**PROBLEM REQUIREMENTS:** Please repeat every record below exactly as written, but leave out the pictures.

**Records contained in a dataset:**
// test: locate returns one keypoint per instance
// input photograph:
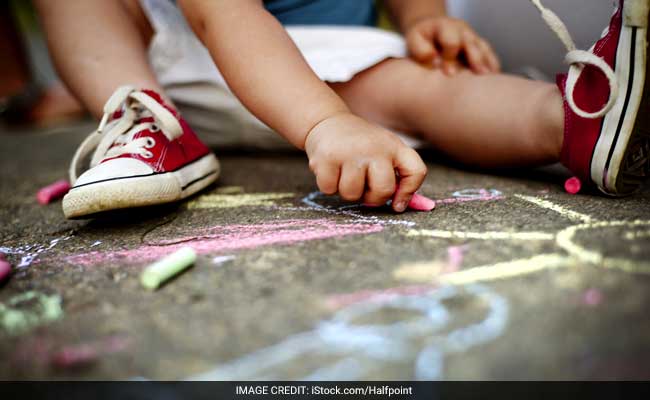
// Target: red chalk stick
(5, 270)
(421, 203)
(572, 185)
(53, 192)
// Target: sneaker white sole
(620, 161)
(141, 191)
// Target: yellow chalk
(158, 273)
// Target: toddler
(318, 73)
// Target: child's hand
(440, 41)
(359, 160)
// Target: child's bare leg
(97, 46)
(487, 120)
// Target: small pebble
(573, 185)
(53, 192)
(5, 270)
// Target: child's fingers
(381, 183)
(327, 178)
(352, 182)
(412, 172)
(451, 42)
(475, 58)
(421, 44)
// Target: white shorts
(190, 78)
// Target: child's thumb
(412, 171)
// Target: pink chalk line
(375, 296)
(231, 237)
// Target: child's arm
(268, 74)
(433, 38)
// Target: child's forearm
(262, 66)
(406, 12)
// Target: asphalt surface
(509, 278)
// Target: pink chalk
(71, 357)
(573, 185)
(53, 192)
(5, 270)
(421, 203)
(228, 238)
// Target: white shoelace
(112, 139)
(578, 59)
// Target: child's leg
(98, 46)
(488, 120)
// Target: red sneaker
(607, 101)
(144, 154)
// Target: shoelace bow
(578, 59)
(114, 138)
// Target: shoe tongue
(145, 119)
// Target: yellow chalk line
(565, 239)
(570, 214)
(236, 200)
(508, 269)
(481, 235)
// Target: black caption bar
(323, 390)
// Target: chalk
(158, 273)
(592, 297)
(5, 270)
(573, 185)
(421, 203)
(53, 192)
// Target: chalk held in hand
(573, 185)
(158, 273)
(421, 203)
(53, 192)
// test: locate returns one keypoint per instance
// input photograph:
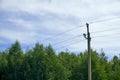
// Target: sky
(61, 23)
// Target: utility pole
(89, 54)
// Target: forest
(42, 63)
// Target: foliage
(42, 63)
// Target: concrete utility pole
(89, 54)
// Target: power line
(68, 45)
(59, 34)
(105, 35)
(105, 30)
(108, 19)
(66, 40)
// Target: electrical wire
(59, 34)
(102, 20)
(75, 42)
(66, 40)
(105, 30)
(105, 35)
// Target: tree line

**ANSWER SECTION:**
// test: locate returns one keypoint per instance
// input photograph:
// Target: red chalk stick
(5, 270)
(421, 203)
(572, 185)
(53, 192)
// Target: sneaker white sole
(620, 161)
(141, 191)
// Target: yellow chalk
(158, 273)
// Target: toddler
(318, 73)
// Target: child's hand
(440, 41)
(359, 160)
// Target: child's bare leg
(97, 46)
(487, 120)
// Target: small pebble
(573, 185)
(53, 192)
(5, 270)
// Target: child's fingers
(381, 183)
(327, 178)
(352, 182)
(412, 172)
(451, 42)
(475, 58)
(421, 44)
// Target: white shorts
(190, 78)
// Target: child's thumb
(412, 171)
// Target: pink chalk line
(375, 296)
(231, 237)
// Target: child's arm
(268, 74)
(433, 38)
// Target: child's forearm
(262, 66)
(406, 12)
// Target: asphalt surface
(509, 278)
// Target: pink chalk
(71, 357)
(573, 185)
(53, 192)
(5, 270)
(421, 203)
(228, 238)
// Target: white shoelace
(112, 139)
(578, 59)
// Target: child's leg
(98, 46)
(488, 120)
// Target: red sneaker
(607, 101)
(144, 154)
// Target: shoelace bow
(578, 59)
(114, 138)
// Target: shoe tongue
(145, 119)
// Target: yellow chalk line
(565, 239)
(570, 214)
(236, 200)
(508, 269)
(481, 235)
// Target: black caption bar
(323, 390)
// Target: chalk
(158, 273)
(592, 297)
(5, 270)
(573, 185)
(421, 203)
(53, 192)
// Target: chalk held in hand
(573, 185)
(158, 273)
(421, 203)
(53, 192)
// test: locate returns one keypoint per instance
// input photograph:
// Target: sky
(61, 23)
// Target: utility pole
(89, 54)
// Target: forest
(42, 63)
// Target: foliage
(42, 63)
// Target: concrete utility pole
(89, 54)
// Target: power line
(68, 45)
(59, 34)
(105, 35)
(105, 30)
(108, 19)
(66, 40)
// Target: electrical wire
(59, 34)
(102, 20)
(75, 42)
(66, 40)
(105, 30)
(105, 35)
// Target: tree line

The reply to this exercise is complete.